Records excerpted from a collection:
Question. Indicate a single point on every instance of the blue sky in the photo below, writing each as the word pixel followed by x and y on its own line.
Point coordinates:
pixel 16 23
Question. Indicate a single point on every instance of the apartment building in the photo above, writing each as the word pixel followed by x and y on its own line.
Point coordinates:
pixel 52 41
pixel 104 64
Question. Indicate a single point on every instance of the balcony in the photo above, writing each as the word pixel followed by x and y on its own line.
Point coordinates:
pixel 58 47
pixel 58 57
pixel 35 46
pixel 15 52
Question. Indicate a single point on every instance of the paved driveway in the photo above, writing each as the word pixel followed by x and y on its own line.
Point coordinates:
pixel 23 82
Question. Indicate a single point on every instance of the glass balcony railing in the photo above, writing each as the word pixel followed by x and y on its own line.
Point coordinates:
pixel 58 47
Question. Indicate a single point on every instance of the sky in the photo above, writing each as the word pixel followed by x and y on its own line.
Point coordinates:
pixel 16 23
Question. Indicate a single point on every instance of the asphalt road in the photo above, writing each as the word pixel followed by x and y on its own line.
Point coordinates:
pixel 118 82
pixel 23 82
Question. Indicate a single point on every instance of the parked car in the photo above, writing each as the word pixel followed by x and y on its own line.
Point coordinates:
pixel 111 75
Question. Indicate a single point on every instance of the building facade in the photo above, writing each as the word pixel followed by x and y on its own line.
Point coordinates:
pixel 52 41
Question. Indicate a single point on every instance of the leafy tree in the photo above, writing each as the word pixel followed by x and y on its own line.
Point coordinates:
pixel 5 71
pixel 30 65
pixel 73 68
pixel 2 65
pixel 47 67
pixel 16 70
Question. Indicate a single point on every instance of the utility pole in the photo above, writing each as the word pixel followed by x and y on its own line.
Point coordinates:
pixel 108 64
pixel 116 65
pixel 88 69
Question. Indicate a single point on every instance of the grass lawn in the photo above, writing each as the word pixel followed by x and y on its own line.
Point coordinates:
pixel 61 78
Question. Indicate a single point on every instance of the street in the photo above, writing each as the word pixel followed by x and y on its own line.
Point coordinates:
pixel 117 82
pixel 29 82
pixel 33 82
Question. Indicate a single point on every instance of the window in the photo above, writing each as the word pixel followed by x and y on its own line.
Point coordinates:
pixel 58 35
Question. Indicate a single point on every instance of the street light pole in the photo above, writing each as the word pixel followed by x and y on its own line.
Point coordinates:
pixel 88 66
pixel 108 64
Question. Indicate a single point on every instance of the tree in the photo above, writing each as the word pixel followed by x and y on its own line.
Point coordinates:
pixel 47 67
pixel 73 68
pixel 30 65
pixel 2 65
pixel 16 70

EXERCISE: Your task is to transcribe all of the entries word for word.

EXPECTED ANSWER:
Question. Indicate a single point on every instance of the blue sky in the photo below, writing each as the word pixel followed by x and y on its own line.
Point coordinates:
pixel 16 23
Question. Indicate a single point on every instance of the apartment building in the photo above, writing each as the word pixel followed by x and y on its own line.
Point coordinates:
pixel 52 41
pixel 104 64
Question. Indicate a single point on every instance of the balcony in the photo above, writing each as the word pixel followed by x and y on its own line.
Point coordinates:
pixel 58 47
pixel 58 57
pixel 35 46
pixel 15 52
Question. Indicate a single point on every instance of the paved driveway in the photo above, writing each as the word pixel followed by x and y on its own line.
Point coordinates:
pixel 23 82
Question. Indicate a single point on every instance of the glass balcony railing in the photo above, writing each as the word pixel followed by x and y on its own line.
Point coordinates:
pixel 58 47
Question. Indicate a single point on every instance of the sky in the photo above, writing each as the word pixel followed by x and y on its own line.
Point coordinates:
pixel 16 23
Question. Indicate a single point on every instance of the asphalt road in the photo above, writing each as the word pixel followed by x and y on its own line.
Point coordinates:
pixel 118 82
pixel 23 82
Question. Indicate a single point on every instance of the parked car in the photo above, writing each as the word pixel followed by x and y on its own line.
Point coordinates:
pixel 111 75
Question. Indicate a single point on every instance of the building facade in the photo above, writing each as the word pixel followed by x and y on its own line.
Point coordinates:
pixel 52 41
Question. Indicate a single point on every instance of the leafy tree in the photo above, writing each as the word pixel followed by x and y on its own line.
Point coordinates:
pixel 5 71
pixel 30 65
pixel 73 68
pixel 2 65
pixel 47 67
pixel 16 70
Question. Indicate a single point on every instance of the utility pole in the photo above, writing each as the word pixel followed by x and y on its own line.
Point coordinates:
pixel 108 64
pixel 116 65
pixel 88 69
Question. Indicate a single point on every instance of the grass lawn in the photo above, writing each as the word pixel followed by x and y on its own line.
Point coordinates:
pixel 61 78
Question. Indicate a single point on every instance of the street in the photo above, writing each as the word pixel followed by x and y on its own line.
Point coordinates:
pixel 117 82
pixel 29 82
pixel 33 82
Question. Indicate a single point on every instance of the window in the photo above, writing each as the word pixel followed by x and y on its own line.
Point coordinates:
pixel 58 35
Question. Indicate a single point on every instance of the street light pole in the photo above, writing each as the word pixel followed by x and y on its own line.
Point coordinates:
pixel 88 66
pixel 108 64
Question. Indicate a single point on every instance of the tree in the photo above, writing each as the word pixel followed by x and y on its own line.
Point coordinates:
pixel 47 67
pixel 73 68
pixel 30 65
pixel 2 65
pixel 16 70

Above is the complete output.